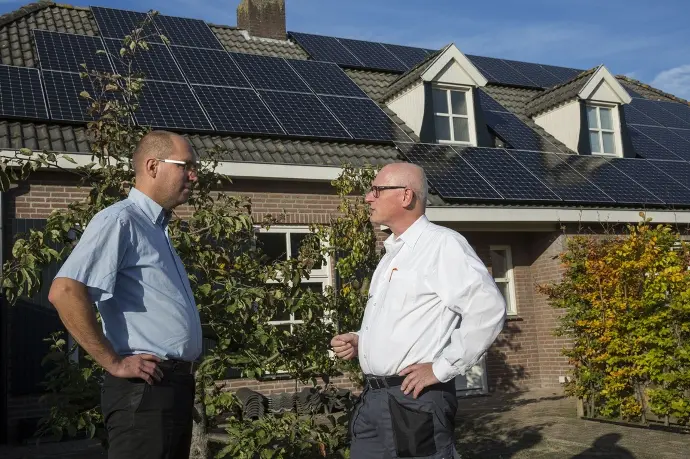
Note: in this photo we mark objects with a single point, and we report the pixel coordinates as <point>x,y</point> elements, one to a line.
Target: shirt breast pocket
<point>402,288</point>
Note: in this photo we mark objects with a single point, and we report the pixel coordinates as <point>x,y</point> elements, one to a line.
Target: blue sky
<point>645,39</point>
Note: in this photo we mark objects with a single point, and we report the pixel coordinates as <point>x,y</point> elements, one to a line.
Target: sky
<point>648,40</point>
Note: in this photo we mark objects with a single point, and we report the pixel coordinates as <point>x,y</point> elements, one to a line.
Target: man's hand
<point>345,346</point>
<point>137,366</point>
<point>417,377</point>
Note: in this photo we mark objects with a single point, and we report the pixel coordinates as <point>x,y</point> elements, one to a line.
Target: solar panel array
<point>495,174</point>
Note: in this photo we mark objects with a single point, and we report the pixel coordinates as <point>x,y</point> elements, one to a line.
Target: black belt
<point>381,382</point>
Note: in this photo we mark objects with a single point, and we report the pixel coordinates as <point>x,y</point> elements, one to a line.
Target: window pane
<point>440,101</point>
<point>458,102</point>
<point>461,129</point>
<point>296,240</point>
<point>609,144</point>
<point>606,118</point>
<point>499,263</point>
<point>442,127</point>
<point>594,141</point>
<point>592,117</point>
<point>273,245</point>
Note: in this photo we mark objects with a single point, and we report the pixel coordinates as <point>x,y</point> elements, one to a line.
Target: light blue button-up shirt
<point>137,280</point>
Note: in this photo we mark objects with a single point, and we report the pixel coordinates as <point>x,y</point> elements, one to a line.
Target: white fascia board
<point>242,170</point>
<point>540,215</point>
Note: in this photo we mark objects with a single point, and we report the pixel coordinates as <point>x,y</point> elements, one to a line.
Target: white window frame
<point>615,121</point>
<point>511,306</point>
<point>469,101</point>
<point>322,275</point>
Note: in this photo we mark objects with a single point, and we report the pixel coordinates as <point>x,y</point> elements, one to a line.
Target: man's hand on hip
<point>138,366</point>
<point>417,377</point>
<point>345,346</point>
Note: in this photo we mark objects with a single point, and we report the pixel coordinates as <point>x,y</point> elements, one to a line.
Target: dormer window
<point>451,115</point>
<point>602,132</point>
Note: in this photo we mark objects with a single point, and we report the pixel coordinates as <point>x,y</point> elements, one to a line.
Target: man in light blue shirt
<point>151,333</point>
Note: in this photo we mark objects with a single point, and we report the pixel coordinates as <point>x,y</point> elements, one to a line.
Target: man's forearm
<point>72,302</point>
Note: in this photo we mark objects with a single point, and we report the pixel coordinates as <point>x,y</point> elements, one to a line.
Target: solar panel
<point>409,55</point>
<point>211,67</point>
<point>62,92</point>
<point>654,180</point>
<point>66,52</point>
<point>155,63</point>
<point>560,178</point>
<point>535,73</point>
<point>497,71</point>
<point>516,133</point>
<point>303,114</point>
<point>327,49</point>
<point>655,142</point>
<point>654,110</point>
<point>326,78</point>
<point>363,118</point>
<point>507,175</point>
<point>373,55</point>
<point>21,94</point>
<point>448,173</point>
<point>113,23</point>
<point>269,73</point>
<point>187,32</point>
<point>237,110</point>
<point>600,171</point>
<point>170,105</point>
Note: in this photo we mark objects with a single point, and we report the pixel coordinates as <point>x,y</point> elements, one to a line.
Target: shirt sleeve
<point>465,286</point>
<point>98,256</point>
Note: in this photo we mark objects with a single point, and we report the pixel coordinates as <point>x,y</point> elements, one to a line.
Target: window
<point>502,269</point>
<point>602,135</point>
<point>451,115</point>
<point>283,243</point>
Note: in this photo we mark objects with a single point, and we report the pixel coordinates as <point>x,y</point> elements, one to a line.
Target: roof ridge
<point>653,89</point>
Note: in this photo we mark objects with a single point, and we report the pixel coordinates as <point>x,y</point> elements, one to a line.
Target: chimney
<point>262,18</point>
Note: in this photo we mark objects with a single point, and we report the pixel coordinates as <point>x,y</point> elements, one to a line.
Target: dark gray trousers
<point>387,424</point>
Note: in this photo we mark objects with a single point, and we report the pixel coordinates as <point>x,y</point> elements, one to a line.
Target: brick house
<point>518,156</point>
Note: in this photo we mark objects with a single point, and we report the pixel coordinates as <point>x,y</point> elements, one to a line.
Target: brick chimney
<point>262,18</point>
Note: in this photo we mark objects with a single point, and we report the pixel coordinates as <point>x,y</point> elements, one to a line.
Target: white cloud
<point>675,81</point>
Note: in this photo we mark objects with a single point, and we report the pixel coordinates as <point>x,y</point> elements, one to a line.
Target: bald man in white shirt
<point>412,342</point>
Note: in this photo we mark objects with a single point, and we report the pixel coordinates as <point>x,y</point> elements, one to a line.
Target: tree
<point>238,291</point>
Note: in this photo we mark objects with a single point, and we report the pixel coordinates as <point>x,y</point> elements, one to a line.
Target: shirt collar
<point>154,211</point>
<point>411,234</point>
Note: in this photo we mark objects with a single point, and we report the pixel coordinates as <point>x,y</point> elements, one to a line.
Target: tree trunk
<point>199,448</point>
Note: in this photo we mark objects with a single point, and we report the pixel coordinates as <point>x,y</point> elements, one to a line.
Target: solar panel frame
<point>187,32</point>
<point>327,49</point>
<point>373,55</point>
<point>170,105</point>
<point>271,73</point>
<point>209,67</point>
<point>326,78</point>
<point>654,180</point>
<point>115,23</point>
<point>303,114</point>
<point>622,188</point>
<point>237,110</point>
<point>448,174</point>
<point>66,52</point>
<point>563,180</point>
<point>21,93</point>
<point>510,178</point>
<point>156,63</point>
<point>364,119</point>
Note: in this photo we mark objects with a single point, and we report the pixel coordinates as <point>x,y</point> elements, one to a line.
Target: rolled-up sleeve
<point>98,256</point>
<point>466,287</point>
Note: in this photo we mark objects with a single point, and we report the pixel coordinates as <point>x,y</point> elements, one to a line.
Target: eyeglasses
<point>188,166</point>
<point>376,190</point>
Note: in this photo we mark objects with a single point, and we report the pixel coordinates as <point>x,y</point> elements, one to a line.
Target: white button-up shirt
<point>428,280</point>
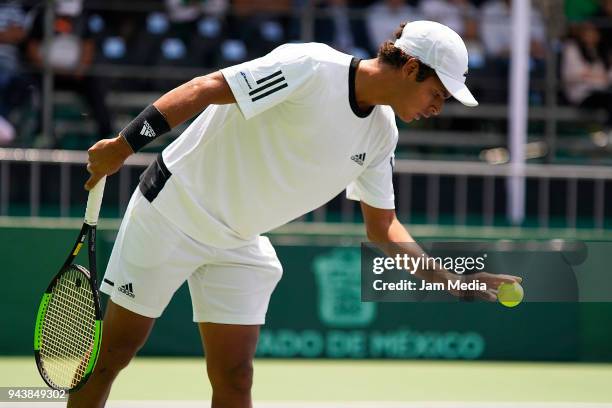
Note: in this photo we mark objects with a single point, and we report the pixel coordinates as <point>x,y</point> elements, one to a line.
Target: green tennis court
<point>295,383</point>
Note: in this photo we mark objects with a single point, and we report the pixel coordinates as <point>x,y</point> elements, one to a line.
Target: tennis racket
<point>68,328</point>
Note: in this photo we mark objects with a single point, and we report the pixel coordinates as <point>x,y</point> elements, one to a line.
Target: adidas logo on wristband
<point>147,130</point>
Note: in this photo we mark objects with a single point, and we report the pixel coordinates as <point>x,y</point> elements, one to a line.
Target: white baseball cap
<point>442,49</point>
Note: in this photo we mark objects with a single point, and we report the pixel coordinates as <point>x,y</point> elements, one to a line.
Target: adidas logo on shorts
<point>358,158</point>
<point>127,289</point>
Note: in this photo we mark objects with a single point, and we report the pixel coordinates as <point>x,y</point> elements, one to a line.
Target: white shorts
<point>151,259</point>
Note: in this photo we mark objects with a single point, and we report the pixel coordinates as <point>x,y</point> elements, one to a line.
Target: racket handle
<point>94,201</point>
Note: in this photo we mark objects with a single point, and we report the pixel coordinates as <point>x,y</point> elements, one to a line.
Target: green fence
<point>316,311</point>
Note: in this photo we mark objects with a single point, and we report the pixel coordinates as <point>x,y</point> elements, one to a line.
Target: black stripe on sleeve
<point>264,79</point>
<point>271,91</point>
<point>269,84</point>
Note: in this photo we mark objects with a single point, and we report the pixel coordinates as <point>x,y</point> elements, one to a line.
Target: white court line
<point>288,404</point>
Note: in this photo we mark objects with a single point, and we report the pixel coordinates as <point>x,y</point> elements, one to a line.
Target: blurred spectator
<point>577,10</point>
<point>71,53</point>
<point>384,17</point>
<point>257,27</point>
<point>12,32</point>
<point>587,78</point>
<point>452,13</point>
<point>337,26</point>
<point>496,30</point>
<point>496,34</point>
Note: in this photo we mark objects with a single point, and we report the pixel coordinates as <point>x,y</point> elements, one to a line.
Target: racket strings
<point>68,330</point>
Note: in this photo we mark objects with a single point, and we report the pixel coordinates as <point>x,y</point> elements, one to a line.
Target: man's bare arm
<point>191,98</point>
<point>180,104</point>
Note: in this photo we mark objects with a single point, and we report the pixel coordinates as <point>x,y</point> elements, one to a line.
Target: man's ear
<point>411,67</point>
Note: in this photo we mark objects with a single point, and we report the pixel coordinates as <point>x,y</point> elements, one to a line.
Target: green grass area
<point>325,380</point>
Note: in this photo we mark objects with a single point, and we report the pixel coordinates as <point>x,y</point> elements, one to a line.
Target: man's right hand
<point>105,158</point>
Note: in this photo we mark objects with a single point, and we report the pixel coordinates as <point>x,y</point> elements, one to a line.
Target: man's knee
<point>115,358</point>
<point>237,378</point>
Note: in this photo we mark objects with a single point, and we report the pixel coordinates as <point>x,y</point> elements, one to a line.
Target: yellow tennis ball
<point>510,294</point>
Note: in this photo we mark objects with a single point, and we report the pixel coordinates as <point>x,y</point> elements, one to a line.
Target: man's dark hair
<point>391,55</point>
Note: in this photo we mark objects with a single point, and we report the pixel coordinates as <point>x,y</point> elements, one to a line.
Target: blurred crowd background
<point>110,58</point>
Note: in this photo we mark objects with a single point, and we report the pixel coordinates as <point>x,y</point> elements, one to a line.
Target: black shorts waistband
<point>154,178</point>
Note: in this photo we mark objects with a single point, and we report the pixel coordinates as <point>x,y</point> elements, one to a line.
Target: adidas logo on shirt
<point>269,84</point>
<point>147,130</point>
<point>127,289</point>
<point>358,158</point>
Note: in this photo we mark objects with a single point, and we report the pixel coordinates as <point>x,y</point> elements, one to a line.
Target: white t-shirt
<point>294,140</point>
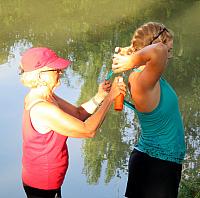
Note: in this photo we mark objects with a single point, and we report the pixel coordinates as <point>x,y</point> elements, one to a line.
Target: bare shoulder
<point>45,109</point>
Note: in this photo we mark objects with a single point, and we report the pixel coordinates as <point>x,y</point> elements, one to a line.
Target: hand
<point>117,88</point>
<point>106,85</point>
<point>104,88</point>
<point>122,63</point>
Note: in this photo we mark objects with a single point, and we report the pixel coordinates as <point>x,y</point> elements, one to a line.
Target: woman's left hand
<point>122,63</point>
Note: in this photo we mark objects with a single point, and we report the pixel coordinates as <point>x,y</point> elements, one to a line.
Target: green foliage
<point>87,32</point>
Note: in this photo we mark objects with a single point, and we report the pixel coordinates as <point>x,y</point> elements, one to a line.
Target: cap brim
<point>59,63</point>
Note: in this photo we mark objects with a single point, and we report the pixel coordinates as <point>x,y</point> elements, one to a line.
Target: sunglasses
<point>154,38</point>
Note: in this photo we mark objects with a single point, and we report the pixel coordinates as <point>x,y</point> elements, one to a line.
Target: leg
<point>162,179</point>
<point>136,176</point>
<point>40,193</point>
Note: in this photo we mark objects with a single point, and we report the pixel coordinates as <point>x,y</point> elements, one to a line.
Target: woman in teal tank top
<point>155,164</point>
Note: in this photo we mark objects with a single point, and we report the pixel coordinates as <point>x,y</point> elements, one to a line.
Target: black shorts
<point>39,193</point>
<point>151,177</point>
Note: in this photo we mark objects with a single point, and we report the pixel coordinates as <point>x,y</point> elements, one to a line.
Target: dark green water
<point>87,32</point>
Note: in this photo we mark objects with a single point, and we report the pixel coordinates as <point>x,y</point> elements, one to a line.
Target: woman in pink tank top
<point>49,120</point>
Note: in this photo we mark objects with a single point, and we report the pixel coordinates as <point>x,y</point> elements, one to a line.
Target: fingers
<point>106,85</point>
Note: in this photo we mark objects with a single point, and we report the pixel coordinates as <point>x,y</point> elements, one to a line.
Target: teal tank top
<point>162,131</point>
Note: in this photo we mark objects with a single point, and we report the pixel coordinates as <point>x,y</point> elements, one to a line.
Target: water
<point>87,32</point>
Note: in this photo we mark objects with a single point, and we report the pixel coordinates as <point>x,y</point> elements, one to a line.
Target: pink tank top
<point>45,157</point>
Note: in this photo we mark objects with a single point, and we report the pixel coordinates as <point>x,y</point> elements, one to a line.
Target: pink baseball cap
<point>38,57</point>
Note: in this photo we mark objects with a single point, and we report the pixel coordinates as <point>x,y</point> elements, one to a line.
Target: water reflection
<point>88,36</point>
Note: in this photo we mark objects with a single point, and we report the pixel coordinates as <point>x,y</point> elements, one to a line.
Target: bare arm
<point>154,57</point>
<point>68,125</point>
<point>78,112</point>
<point>144,85</point>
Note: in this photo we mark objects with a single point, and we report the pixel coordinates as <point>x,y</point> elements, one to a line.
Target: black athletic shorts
<point>151,177</point>
<point>39,193</point>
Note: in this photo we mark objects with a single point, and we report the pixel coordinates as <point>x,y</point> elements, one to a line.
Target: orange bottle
<point>119,100</point>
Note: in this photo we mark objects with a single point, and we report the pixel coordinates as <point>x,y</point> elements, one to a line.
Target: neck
<point>43,92</point>
<point>39,93</point>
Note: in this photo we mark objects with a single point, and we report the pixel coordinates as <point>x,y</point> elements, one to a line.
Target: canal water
<point>87,33</point>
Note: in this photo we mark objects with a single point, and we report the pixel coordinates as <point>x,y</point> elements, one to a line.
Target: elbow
<point>161,49</point>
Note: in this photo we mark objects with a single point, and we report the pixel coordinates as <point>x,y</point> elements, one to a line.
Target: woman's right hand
<point>117,88</point>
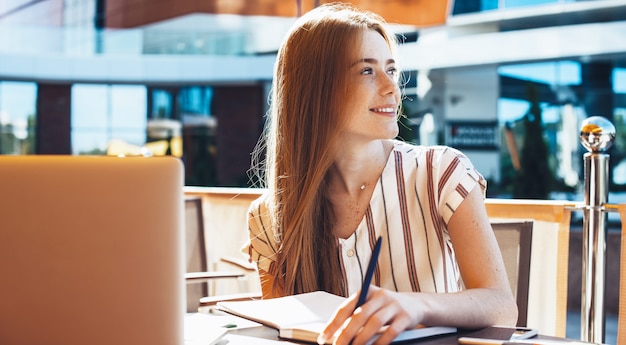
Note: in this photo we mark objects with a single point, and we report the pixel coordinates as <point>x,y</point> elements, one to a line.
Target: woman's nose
<point>388,84</point>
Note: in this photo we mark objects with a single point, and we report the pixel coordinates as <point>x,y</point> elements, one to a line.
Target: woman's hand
<point>385,312</point>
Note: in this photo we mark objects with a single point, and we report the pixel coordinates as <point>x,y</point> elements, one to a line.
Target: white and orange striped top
<point>417,193</point>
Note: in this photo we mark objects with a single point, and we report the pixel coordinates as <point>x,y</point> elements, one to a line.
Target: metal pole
<point>594,248</point>
<point>597,135</point>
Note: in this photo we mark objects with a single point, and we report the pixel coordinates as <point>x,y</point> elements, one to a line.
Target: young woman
<point>336,180</point>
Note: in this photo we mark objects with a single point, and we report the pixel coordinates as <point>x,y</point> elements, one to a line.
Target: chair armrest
<point>198,277</point>
<point>213,300</point>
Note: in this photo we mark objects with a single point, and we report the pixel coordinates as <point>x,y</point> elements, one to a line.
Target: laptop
<point>91,250</point>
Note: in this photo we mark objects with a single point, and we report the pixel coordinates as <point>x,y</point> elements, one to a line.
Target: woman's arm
<point>486,301</point>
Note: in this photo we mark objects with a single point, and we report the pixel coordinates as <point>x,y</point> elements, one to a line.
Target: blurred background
<point>506,81</point>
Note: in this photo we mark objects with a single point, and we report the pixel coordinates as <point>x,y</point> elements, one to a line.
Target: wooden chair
<point>515,241</point>
<point>548,288</point>
<point>198,274</point>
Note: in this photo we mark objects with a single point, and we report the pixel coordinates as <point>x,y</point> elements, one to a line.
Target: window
<point>102,114</point>
<point>17,117</point>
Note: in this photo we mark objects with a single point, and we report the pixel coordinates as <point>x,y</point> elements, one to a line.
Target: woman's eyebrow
<point>373,61</point>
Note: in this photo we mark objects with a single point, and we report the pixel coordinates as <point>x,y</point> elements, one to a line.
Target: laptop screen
<point>91,250</point>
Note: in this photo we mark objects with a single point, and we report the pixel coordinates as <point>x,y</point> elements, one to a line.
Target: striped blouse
<point>414,198</point>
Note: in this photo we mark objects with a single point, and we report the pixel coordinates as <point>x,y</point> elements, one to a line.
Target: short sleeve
<point>456,178</point>
<point>262,245</point>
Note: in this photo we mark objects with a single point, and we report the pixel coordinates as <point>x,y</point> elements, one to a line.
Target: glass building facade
<point>136,110</point>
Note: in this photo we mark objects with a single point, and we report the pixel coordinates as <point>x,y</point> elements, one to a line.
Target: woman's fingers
<point>382,316</point>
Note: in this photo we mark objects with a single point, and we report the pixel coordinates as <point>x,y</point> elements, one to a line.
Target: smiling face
<point>374,96</point>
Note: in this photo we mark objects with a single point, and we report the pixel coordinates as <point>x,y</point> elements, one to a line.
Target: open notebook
<point>303,316</point>
<point>91,250</point>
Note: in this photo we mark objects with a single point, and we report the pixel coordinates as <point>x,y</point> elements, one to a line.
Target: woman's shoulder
<point>415,150</point>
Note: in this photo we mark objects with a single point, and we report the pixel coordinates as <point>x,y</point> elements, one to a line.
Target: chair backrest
<point>515,241</point>
<point>195,250</point>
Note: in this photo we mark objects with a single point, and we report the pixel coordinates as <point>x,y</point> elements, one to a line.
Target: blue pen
<point>370,273</point>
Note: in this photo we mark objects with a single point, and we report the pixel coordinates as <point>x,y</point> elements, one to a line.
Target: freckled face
<point>374,93</point>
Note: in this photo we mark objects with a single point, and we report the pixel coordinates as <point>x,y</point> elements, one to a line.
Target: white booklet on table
**********
EXERCISE: Once the line containing "Target: freckled face" is found, output it and each line after it through the end of the listing above, exactly, with nothing else.

EXERCISE RESPONSE:
Target: freckled face
<point>374,93</point>
Note: in this photo we mark objects with a single point, and we report the pixel coordinates as <point>x,y</point> elements, one to a line.
Target: white booklet on table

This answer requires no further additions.